─── THE INPUT

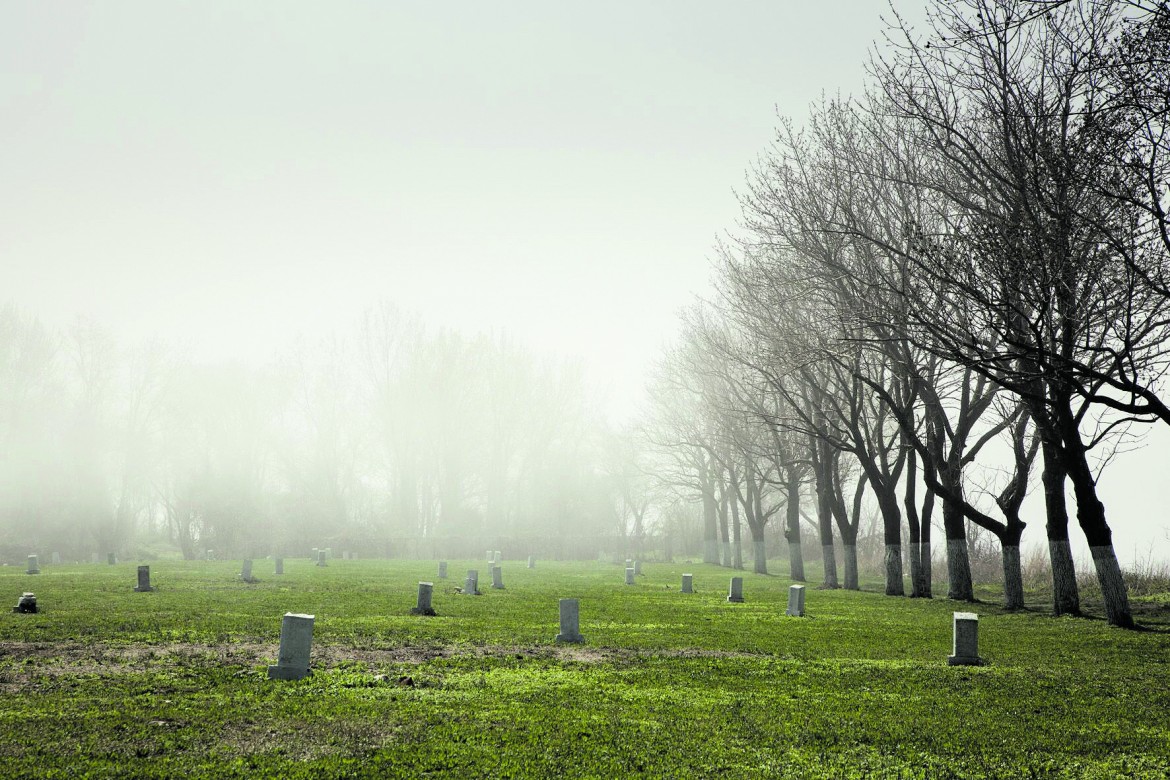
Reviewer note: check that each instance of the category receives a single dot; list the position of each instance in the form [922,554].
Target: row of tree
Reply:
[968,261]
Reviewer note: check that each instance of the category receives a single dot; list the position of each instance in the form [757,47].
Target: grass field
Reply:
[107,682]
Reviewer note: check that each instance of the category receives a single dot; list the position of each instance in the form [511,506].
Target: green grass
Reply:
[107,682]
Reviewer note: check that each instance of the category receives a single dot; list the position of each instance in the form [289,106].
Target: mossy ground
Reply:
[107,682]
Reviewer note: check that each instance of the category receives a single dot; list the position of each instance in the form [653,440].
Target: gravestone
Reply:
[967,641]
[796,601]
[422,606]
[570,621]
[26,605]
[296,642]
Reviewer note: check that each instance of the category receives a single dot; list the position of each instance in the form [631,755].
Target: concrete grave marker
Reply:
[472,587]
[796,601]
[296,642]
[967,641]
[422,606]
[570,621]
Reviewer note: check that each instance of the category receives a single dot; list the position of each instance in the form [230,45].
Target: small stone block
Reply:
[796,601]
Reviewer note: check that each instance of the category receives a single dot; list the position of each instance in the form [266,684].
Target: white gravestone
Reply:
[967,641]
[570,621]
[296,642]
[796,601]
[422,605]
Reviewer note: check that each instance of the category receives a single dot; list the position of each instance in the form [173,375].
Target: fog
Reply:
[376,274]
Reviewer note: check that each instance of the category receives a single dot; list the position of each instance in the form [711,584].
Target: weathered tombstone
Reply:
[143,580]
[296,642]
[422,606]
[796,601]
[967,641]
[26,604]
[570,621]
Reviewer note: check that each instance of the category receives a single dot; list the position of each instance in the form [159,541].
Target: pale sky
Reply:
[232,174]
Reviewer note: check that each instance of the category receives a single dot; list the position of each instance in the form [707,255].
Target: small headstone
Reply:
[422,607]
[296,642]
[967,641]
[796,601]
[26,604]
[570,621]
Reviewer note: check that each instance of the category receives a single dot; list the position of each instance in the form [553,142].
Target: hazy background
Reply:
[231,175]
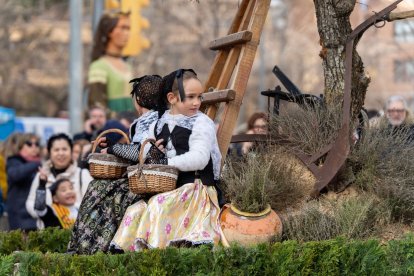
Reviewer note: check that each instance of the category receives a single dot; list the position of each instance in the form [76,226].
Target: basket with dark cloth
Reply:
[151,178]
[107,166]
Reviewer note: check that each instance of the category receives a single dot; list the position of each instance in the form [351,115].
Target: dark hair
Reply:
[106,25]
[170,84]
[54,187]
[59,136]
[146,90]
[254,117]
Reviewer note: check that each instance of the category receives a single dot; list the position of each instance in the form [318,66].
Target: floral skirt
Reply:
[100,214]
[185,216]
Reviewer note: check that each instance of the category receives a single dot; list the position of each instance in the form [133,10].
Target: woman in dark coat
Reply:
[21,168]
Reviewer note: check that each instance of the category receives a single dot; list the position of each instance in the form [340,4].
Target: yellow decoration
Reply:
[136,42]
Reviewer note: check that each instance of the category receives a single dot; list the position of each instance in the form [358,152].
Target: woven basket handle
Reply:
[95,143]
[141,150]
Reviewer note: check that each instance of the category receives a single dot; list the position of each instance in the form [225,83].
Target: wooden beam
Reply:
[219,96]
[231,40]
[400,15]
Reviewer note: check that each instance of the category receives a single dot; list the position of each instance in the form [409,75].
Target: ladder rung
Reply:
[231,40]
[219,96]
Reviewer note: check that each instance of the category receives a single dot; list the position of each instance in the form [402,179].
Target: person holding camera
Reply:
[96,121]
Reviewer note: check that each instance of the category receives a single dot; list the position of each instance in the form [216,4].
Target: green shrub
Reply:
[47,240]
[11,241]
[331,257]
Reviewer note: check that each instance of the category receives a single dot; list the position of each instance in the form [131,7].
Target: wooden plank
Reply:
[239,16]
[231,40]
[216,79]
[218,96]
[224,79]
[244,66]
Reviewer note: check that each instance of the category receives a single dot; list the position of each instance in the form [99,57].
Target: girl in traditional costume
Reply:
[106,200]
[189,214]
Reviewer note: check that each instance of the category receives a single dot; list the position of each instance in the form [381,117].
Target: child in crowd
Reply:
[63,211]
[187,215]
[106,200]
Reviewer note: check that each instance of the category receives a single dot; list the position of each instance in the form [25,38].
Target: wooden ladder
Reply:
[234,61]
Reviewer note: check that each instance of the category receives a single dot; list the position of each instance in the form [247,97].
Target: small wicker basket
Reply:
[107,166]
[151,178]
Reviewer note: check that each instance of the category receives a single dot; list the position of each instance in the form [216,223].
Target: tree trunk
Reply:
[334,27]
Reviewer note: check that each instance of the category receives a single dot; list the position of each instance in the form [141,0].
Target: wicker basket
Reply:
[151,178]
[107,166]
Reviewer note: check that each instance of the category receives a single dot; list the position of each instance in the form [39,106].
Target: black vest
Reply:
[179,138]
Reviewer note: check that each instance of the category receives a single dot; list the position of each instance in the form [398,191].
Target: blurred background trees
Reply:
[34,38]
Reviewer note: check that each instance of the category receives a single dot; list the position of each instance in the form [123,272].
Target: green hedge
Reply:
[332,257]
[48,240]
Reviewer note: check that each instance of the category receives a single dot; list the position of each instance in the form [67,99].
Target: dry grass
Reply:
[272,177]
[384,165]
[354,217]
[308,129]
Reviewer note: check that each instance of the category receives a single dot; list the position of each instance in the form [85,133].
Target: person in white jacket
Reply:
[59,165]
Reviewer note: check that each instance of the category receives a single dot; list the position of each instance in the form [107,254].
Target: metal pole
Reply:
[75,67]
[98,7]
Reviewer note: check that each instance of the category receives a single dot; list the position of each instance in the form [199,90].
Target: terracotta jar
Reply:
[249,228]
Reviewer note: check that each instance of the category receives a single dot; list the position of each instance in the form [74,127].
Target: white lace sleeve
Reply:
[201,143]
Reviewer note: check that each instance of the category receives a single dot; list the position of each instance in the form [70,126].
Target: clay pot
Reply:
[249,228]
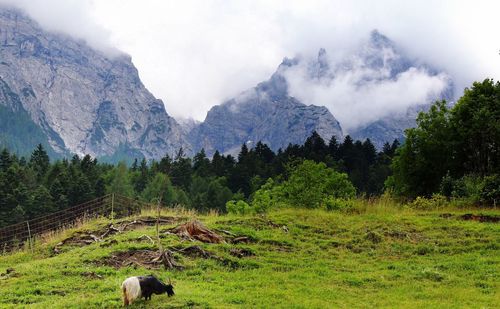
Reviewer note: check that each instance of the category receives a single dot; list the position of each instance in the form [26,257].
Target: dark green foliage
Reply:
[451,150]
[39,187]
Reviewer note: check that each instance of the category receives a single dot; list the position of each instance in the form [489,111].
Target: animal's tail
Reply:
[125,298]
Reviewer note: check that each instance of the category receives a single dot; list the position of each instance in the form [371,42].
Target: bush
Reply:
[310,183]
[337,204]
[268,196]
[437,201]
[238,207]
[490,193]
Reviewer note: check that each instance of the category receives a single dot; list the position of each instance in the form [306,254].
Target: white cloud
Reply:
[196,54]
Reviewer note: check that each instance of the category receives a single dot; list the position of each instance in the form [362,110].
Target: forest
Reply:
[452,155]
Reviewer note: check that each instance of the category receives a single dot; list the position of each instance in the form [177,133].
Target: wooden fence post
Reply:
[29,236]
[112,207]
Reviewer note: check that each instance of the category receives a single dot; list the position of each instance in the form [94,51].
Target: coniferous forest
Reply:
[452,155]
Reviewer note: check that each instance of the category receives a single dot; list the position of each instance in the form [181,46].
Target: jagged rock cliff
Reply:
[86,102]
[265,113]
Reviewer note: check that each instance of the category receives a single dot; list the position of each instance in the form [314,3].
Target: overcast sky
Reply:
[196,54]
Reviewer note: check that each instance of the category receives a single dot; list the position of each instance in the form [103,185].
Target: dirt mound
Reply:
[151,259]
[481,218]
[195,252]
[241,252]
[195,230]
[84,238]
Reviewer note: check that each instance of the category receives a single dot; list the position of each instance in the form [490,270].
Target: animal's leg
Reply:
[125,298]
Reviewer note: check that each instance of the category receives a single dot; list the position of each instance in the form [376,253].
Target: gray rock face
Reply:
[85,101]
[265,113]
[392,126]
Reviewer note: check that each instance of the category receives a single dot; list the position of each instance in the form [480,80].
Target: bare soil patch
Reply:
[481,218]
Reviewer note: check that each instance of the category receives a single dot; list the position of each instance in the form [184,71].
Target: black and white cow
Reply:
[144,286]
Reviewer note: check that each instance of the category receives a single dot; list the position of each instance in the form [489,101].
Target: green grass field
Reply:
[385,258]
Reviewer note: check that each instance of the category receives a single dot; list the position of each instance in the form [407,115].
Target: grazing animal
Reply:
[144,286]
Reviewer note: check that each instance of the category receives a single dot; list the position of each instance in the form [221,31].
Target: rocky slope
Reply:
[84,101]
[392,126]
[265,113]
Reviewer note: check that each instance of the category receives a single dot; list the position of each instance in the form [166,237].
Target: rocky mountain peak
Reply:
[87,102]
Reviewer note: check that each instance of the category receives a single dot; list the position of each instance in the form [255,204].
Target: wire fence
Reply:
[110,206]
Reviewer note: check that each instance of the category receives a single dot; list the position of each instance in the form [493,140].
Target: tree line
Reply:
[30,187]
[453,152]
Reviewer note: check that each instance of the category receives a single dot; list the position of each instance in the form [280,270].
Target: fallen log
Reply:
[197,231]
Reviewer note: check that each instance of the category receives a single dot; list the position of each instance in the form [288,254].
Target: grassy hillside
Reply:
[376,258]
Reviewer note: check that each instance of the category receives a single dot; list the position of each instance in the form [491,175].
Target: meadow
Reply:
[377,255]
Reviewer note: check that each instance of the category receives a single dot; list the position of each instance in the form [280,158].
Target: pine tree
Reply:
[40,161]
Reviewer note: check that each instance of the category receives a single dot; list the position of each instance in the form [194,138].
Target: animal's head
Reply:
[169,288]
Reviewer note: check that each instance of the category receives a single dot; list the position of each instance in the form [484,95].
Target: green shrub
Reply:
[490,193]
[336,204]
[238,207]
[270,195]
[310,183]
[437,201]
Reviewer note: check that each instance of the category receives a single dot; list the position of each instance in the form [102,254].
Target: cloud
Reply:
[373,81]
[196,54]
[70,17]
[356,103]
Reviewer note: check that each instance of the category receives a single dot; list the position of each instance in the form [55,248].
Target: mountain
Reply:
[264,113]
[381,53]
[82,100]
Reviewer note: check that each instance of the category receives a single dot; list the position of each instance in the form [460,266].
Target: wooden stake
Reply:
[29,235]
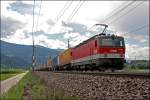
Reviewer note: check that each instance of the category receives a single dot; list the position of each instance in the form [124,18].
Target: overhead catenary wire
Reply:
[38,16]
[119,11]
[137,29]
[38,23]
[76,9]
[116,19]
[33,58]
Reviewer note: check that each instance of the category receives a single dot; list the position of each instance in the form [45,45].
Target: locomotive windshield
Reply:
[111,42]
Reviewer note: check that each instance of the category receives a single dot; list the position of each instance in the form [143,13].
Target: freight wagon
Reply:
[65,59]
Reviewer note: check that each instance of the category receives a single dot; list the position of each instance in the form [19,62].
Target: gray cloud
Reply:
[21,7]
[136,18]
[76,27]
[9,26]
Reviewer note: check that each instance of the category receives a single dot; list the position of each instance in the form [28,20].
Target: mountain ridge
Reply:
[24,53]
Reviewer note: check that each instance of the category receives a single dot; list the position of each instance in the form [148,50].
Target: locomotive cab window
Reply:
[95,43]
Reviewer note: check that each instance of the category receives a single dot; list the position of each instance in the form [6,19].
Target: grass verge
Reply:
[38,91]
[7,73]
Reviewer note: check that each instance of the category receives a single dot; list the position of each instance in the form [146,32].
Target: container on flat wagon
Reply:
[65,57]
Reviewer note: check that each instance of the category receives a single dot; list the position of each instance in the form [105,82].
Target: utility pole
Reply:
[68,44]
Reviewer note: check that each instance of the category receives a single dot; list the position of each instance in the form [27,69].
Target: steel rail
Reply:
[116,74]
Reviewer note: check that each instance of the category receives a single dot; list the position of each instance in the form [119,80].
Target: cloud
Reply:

──────

REQUIRED WORK:
Looking at each line of the records, count the ones where the word "cloud" appears, and report only the count.

ANSWER TO THIS TASK:
4